[Dataset records]
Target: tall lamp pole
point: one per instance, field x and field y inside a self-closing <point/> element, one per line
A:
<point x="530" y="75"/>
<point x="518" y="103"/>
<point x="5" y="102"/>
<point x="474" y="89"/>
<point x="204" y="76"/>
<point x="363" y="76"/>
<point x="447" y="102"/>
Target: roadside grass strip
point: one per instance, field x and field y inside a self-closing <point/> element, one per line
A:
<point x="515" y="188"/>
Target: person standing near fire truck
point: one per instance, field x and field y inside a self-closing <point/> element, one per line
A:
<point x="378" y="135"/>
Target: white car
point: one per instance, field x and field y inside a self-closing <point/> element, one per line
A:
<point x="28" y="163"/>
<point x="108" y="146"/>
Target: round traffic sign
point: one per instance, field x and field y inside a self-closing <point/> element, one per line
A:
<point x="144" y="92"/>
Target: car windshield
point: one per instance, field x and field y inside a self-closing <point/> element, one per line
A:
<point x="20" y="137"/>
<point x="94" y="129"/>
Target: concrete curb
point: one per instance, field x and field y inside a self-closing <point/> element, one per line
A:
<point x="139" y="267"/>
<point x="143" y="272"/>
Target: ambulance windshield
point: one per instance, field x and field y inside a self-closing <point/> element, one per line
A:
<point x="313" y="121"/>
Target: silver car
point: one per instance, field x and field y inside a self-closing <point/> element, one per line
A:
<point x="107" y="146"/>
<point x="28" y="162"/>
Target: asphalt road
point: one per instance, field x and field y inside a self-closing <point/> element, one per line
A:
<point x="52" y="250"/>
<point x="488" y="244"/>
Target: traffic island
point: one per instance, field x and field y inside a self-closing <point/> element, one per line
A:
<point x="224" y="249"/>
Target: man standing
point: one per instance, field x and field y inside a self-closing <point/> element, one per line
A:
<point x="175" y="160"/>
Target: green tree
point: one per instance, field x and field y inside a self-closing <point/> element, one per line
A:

EXERCISE REQUIREMENTS: Every line in the data above that contains "windshield" needs to be copied.

OUTPUT BELOW:
Target: car windshield
Target: ambulance windshield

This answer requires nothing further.